YOUR INSTRUCTIONS:
Your task is to write out the lines from the line containing "Query: pale blue sky" through the last line of the material, exactly.

MATERIAL SUPPLIED:
=====

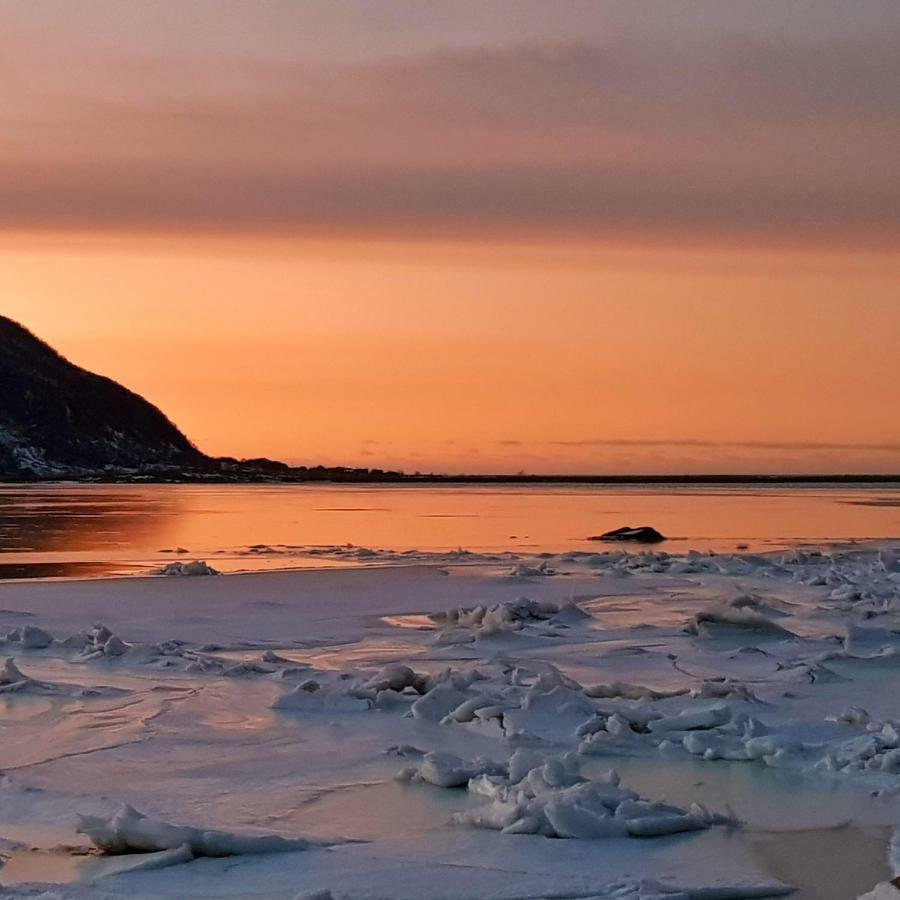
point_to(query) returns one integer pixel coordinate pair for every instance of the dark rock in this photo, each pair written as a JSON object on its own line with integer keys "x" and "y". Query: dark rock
{"x": 642, "y": 534}
{"x": 56, "y": 417}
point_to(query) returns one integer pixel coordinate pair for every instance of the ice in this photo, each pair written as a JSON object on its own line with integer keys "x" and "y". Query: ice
{"x": 128, "y": 831}
{"x": 553, "y": 799}
{"x": 263, "y": 704}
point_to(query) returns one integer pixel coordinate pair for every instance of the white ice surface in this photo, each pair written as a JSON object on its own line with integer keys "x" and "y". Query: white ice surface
{"x": 286, "y": 704}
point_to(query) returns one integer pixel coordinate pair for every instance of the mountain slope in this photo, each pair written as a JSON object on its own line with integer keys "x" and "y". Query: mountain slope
{"x": 56, "y": 418}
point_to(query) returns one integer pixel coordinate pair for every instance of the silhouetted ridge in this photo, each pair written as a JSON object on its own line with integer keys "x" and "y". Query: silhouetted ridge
{"x": 56, "y": 416}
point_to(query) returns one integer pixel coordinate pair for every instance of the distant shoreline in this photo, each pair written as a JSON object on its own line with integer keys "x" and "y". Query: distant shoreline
{"x": 361, "y": 476}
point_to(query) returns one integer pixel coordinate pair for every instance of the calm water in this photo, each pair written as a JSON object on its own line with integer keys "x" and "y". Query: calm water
{"x": 88, "y": 530}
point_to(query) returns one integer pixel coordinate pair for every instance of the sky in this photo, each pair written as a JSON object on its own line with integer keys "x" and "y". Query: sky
{"x": 498, "y": 235}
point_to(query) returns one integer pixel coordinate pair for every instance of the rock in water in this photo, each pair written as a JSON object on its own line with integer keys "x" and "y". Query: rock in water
{"x": 642, "y": 534}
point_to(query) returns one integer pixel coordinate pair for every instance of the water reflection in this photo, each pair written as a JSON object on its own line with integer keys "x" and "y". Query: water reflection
{"x": 86, "y": 530}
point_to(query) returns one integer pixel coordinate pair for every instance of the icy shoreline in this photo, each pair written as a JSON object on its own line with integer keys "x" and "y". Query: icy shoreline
{"x": 737, "y": 695}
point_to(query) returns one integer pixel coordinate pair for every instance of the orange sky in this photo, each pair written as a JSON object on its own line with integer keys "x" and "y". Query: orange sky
{"x": 498, "y": 357}
{"x": 493, "y": 235}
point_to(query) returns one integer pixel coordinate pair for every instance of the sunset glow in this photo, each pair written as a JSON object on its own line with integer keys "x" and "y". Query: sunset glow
{"x": 583, "y": 242}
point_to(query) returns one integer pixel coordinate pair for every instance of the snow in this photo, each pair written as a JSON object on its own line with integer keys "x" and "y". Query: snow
{"x": 473, "y": 756}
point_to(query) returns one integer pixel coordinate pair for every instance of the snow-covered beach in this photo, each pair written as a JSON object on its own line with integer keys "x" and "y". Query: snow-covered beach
{"x": 619, "y": 724}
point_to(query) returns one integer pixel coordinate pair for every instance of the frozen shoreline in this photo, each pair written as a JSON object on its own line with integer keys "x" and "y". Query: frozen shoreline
{"x": 725, "y": 689}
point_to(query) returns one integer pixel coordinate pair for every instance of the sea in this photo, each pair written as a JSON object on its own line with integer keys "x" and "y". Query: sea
{"x": 89, "y": 531}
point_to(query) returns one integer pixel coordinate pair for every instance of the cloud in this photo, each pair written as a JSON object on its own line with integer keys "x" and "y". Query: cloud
{"x": 726, "y": 135}
{"x": 736, "y": 445}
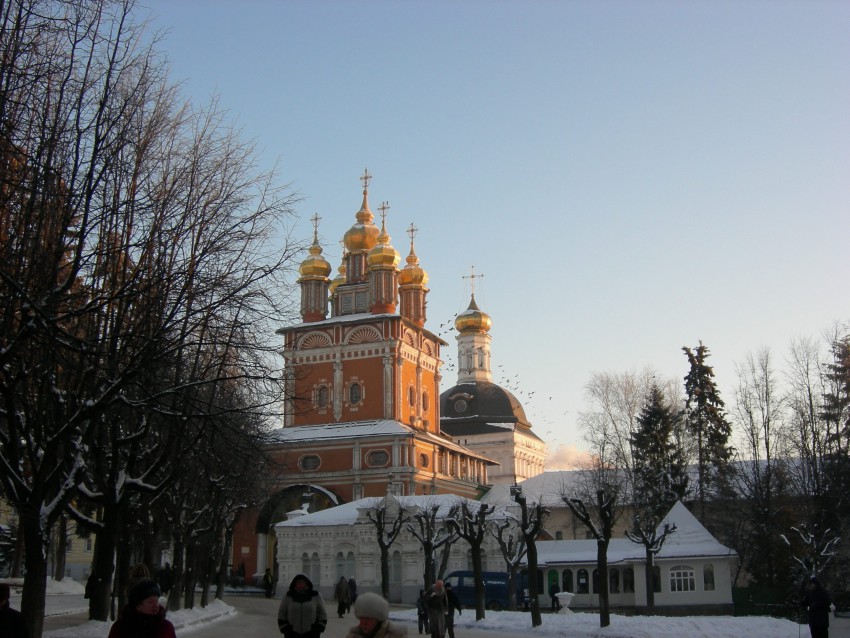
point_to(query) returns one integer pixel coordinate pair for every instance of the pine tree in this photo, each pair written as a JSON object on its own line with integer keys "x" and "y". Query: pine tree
{"x": 706, "y": 421}
{"x": 660, "y": 473}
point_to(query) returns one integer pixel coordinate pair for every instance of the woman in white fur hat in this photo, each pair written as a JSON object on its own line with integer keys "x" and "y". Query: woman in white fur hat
{"x": 373, "y": 612}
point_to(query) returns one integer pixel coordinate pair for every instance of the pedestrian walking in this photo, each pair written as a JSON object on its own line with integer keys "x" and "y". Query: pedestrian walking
{"x": 352, "y": 592}
{"x": 373, "y": 613}
{"x": 142, "y": 616}
{"x": 302, "y": 611}
{"x": 268, "y": 583}
{"x": 12, "y": 624}
{"x": 453, "y": 603}
{"x": 438, "y": 607}
{"x": 342, "y": 597}
{"x": 422, "y": 612}
{"x": 165, "y": 578}
{"x": 818, "y": 603}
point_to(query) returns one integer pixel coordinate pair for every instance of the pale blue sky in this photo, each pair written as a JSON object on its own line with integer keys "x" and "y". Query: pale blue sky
{"x": 630, "y": 177}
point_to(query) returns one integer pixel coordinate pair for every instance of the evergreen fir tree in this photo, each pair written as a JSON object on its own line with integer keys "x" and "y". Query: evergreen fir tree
{"x": 706, "y": 420}
{"x": 660, "y": 472}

=====

SOLUTION TO THE PROBLEM:
point_to(query) returns one integer pixel coordinate pair for every instance of the pale blue sky in this photo, each pair written as a JSON object on its own line with integer keys "x" and "y". Query: pale blue sky
{"x": 630, "y": 177}
point_to(query) returns one integer pixel coordinate pair for every instance of the evergreen fir tree in this photo, each pair written as a JSON object on its own line with integer keys "x" and "y". Query: evergreen fir tree
{"x": 706, "y": 420}
{"x": 660, "y": 472}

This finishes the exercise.